### Текст для изучения
Улицы Монгайяра. Фото: Florent Pécassou

— Существует ли проект, невозможный для реализации из-за нехватки денег?

— Нет, мы составляем бюджет наших проектов заранее. Конечно, хотелось бы закончить проект «дождевая вода» во всей деревне, но мы понимаем, пока это невозможно. Однако долго наши проекты не ждут, у нас выстроено правильное управление муниципальными финансами. Всё как в домашнем хозяйстве, если вы ведете бюджет — вы в полном порядке, а если бросаете деньги на ветер — нет.

— Ваша коммуна всегда располагалась рядом с Андоррой и Испанией. Местоположение как-то влияет?

— Часть жителей совершает покупки продуктов в Андорре, кто-то ездит на своей машине, другие на автобусе, он теперь всего пару раз в неделю (в целях борьбы с контрабандой — ред.). Они ездят каждую неделю в Андорру — это чаще всего малоимущие, у кого нет постоянной работы, кроме того, покупают для соседей, которые не могут среди дня сорваться с работы, чтобы поехать. Если человеку нужна бутылочка Ricard, и он знает соседа, поднимающегося в Андорру каждую неделю, он ему закажет её, приплатив за услугу €1-2 — это оплатит соседу стоимость поездки в автобусе. Это небольшой заработок. Кроме того, они общаются с соседями в автобусе, так что это еще и способ времяпрепровождения. Конечно, существуют делающие большой бизнес на разнице цен — в первую очередь сигареты, — но это незаконная торговля. Если кто-то этим занимается, и он настолько ловок, что его не прихватили, то дай ему Бог, но среди наших жителей таких нет.

### Список заданий
a) Переведите на английский язык предложение из интервью о коммуне Монгайяр: «Нет, мы составляем бюджет наших проектов заранее.»
b) Сколько, согласно интервью о коммуне Монгайяр, житель доплачивает соседу за покупку бутылочки Ricard в Андорре?
c) Допишите продолжение интервью о коммуне Монгайяр, начав сразу после его последней фразы.
Следующий за текстом листинг представляет собой самостоятельный материал.

Записи, выбранные из коллекции
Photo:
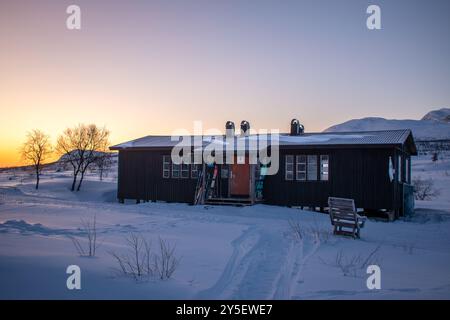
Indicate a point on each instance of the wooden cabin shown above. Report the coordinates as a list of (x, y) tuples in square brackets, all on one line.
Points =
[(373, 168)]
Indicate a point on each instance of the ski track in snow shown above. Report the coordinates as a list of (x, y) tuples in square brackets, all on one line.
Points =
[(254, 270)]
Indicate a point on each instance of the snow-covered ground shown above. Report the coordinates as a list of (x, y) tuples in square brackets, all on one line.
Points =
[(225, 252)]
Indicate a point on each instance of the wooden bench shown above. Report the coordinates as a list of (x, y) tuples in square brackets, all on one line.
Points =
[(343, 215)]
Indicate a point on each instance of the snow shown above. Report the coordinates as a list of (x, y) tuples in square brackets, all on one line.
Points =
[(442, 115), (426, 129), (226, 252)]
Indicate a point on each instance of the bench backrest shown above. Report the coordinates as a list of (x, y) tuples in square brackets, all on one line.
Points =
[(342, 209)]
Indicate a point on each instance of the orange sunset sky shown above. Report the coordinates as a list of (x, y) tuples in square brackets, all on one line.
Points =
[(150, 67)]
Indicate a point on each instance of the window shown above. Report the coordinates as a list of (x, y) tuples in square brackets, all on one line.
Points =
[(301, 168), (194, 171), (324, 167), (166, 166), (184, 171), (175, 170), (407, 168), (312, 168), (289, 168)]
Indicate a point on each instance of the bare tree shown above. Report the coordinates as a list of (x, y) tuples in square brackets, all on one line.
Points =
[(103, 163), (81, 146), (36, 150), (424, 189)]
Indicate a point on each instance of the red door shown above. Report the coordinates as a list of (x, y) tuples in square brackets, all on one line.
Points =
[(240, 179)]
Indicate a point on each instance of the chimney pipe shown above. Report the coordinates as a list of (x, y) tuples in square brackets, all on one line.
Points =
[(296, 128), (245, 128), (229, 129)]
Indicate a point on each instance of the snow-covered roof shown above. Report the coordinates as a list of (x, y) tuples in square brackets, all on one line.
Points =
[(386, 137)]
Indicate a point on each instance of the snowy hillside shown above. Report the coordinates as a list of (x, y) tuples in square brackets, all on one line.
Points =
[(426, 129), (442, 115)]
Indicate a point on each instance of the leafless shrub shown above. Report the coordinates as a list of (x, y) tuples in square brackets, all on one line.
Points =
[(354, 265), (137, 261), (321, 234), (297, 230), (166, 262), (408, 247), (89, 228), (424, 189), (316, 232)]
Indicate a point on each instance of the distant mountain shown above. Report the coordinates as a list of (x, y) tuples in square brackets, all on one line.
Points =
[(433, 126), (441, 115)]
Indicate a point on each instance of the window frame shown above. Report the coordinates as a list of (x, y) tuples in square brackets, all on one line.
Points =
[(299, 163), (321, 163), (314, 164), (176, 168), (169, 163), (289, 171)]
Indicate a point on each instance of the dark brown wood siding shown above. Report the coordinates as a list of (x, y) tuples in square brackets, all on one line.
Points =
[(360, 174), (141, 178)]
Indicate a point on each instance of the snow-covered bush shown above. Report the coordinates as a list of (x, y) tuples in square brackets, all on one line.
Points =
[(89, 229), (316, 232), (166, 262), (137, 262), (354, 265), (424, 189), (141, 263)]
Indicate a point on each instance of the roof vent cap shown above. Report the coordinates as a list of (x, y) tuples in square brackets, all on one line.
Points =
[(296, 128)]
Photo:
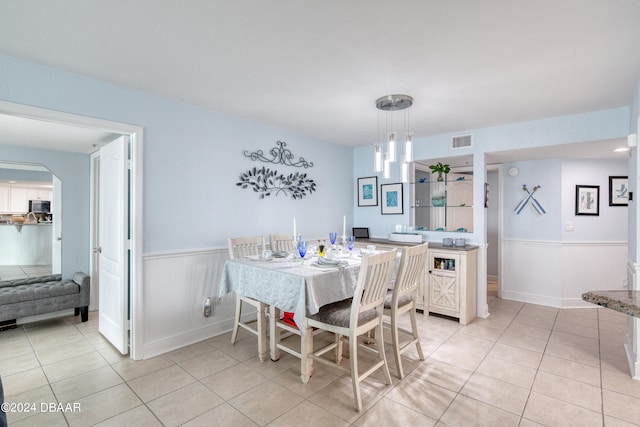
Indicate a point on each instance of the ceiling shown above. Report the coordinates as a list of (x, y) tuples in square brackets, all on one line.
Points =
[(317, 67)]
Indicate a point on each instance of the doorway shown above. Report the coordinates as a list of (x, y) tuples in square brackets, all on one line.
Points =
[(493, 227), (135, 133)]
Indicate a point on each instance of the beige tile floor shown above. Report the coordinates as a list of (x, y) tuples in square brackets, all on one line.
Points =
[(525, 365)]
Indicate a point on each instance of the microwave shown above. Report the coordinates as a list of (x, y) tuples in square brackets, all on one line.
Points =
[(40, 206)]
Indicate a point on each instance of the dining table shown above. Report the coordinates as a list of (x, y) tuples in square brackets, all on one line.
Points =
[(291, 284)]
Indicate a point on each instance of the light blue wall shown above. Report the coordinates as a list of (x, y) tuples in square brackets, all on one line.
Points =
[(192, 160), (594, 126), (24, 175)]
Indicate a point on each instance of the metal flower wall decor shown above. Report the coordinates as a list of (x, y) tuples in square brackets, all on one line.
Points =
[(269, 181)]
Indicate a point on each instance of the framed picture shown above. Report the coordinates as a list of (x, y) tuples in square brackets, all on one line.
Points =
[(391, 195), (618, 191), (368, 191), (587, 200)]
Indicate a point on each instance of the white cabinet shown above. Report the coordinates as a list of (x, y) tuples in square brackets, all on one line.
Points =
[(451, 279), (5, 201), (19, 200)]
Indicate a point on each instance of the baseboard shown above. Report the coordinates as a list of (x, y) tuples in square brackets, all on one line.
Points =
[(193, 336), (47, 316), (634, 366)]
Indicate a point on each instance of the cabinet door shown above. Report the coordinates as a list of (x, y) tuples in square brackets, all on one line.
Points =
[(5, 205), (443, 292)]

### Ответы по порядку
a) No, we draw up the budget for our projects in advance.

b) Он доплачивает €1-2, и этого хватает соседу на поездку в автобусе.

c)
— За продуктами выгоднее ездить в Андорру, а не в Испанию? 

— Конечно, потому что налоги совсем другие. Испания — это ЕС, а Андорра нет. Но сейчас цены сбалансировались. 30 лет назад цены на всё отличались в разы, сейчас список резко сократился — сигареты, топливо, а цены на духи, одежду, другие товары уже не сильно отличаются. Последние десятилетия я практически туда не езжу, но знаю немало людей, регулярно заправляющихся в Андорре и знающих, в какой магазин идти за шмотками, в какой за продуктами… Благодаря этим поездкам они потратят меньше, чем если бы все покупали во Франции. Резкое поднятие цен за сигареты сказалось на бизнесе местных табачных киосков — они на гране разорения.

— Мы много говорим об экологии. Я видела, что вы ездите на велосипеде — и в то же время управляете строительством новых автостоянок. Здесь все больше и больше автомобилей, а люди обогревают свои дома дровами. Мода на экологию к вам не дошла?

— Действительно, я люблю ездить на велосипеде, так я экономлю, облегчаю себе жизнь, не задумываюсь, где парковать машину, мне так проще общаться с людьми, да и для здоровья это полезно — я дышу свежим воздухом. В рабочие дни я редко совершаю длинные поездки — вся моя работа под боком: от дома до мэрии 700 метров, отсюда до мастерских 800 метров, смешно ради таких расстояний садиться за руль. Если мне нужно по работе ехать далеко, конечно, у меня есть служебная машина, но я ею редко пользуюсь.

— Почему же в Монгайяре немного велосипедистов? Намного меньше, чем в Париже.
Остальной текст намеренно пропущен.